**Provided passage:**
* Begin *

Our post-offering amended and restated memorandum and articles of association that will become effective immediately prior to the completion of this offering provide that each officer or director of our company (but not auditors) shall be indemnified out of our assets against all actions, proceedings, costs, charges, expenses, losses, damages or liabilities incurred or sustained by such director or officer, other than by reason of such person’s own dishonesty or fraud, in or about the conduct of our company’s business or affairs (including as a result of any mistake of judgment) or in the execution or discharge of his or her duties, powers, authorities or discretions, including without prejudice to the generality of the foregoing, any costs, expenses, losses or liabilities incurred by such director or officer in defending (whether successfully or otherwise) any civil proceedings concerning our company or its affairs in any court whether in the Cayman Islands or elsewhere.

Under the form of indemnification agreement to be filed as Exhibit 10.1 to this registration statement, we will agree to indemnify our directors and executive officers against certain liabilities and expenses incurred by such persons in connection with claims made by reason of their being such a director or executive officer.

The form of underwriting agreement to be filed as Exhibit 1.1 to this registration statement will also provide for indemnification of us and our officers and directors.

Insofar as indemnification for liabilities arising under the Securities Act may be permitted to directors, officers or persons controlling us under the foregoing provisions, we have been informed that in the opinion of the SEC such indemnification is against public policy as expressed in the Securities Act and is therefore unenforceable.

* End *

**Written problem:** Please reproduce, word for word, the stretch from "Insofar as indemnification" through "is therefore unenforceable." in the indemnification passage. The lines after this point come from a separate source.

**Dataset content:**
* Begin *

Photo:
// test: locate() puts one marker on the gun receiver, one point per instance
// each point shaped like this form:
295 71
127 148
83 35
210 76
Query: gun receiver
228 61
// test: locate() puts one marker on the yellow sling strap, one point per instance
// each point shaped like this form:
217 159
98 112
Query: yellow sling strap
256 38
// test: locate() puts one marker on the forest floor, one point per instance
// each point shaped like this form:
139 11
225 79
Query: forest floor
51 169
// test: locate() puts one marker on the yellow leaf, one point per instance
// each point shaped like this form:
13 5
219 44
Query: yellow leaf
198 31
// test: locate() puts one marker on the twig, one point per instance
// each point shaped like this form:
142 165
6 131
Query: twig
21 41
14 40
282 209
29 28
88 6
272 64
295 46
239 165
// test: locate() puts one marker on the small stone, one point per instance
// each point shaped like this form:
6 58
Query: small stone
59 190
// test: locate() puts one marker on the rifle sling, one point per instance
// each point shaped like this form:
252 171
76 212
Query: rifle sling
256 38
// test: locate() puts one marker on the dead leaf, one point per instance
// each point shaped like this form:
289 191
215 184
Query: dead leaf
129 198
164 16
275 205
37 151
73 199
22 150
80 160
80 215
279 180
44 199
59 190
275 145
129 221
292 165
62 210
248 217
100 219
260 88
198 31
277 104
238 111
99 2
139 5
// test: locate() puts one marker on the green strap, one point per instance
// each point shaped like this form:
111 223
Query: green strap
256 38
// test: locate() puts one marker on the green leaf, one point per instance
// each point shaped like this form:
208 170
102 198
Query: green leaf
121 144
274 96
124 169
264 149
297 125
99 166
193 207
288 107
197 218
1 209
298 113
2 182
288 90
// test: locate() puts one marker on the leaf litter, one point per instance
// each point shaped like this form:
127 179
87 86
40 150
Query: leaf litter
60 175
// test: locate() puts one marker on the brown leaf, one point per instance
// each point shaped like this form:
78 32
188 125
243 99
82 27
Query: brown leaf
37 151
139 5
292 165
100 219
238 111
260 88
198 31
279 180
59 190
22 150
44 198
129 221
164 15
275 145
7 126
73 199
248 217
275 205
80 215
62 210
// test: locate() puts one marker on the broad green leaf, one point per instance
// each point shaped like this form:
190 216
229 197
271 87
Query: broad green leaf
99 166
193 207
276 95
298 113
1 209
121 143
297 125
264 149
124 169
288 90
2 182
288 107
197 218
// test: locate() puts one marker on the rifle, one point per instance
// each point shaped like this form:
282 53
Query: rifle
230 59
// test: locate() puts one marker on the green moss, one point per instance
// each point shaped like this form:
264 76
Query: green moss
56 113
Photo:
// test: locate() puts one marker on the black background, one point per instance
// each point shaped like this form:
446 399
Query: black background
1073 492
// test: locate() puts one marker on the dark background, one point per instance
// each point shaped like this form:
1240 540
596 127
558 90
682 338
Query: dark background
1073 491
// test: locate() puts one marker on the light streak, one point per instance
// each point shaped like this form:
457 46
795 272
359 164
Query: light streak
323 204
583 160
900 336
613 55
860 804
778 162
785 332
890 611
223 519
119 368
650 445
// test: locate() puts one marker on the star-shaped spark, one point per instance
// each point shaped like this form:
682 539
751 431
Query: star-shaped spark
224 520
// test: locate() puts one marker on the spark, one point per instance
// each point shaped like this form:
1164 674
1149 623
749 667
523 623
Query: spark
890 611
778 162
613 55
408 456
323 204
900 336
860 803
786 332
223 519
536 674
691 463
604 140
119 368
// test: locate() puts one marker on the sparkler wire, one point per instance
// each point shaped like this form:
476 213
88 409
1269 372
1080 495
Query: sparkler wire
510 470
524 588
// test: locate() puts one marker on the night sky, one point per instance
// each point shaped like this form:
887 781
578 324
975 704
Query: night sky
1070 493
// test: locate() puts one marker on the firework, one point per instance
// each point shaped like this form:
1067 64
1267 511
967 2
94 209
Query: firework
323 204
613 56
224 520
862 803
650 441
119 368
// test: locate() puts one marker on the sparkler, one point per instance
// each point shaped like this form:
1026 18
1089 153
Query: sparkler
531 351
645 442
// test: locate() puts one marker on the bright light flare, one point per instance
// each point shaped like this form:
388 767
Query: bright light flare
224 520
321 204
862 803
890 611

* End *

**Task solution:**
Insofar as indemnification for liabilities arising under the Securities Act may be permitted to directors, officers or persons controlling us under the foregoing provisions, we have been informed that in the opinion of the SEC such indemnification is against public policy as expressed in the Securities Act and is therefore unenforceable.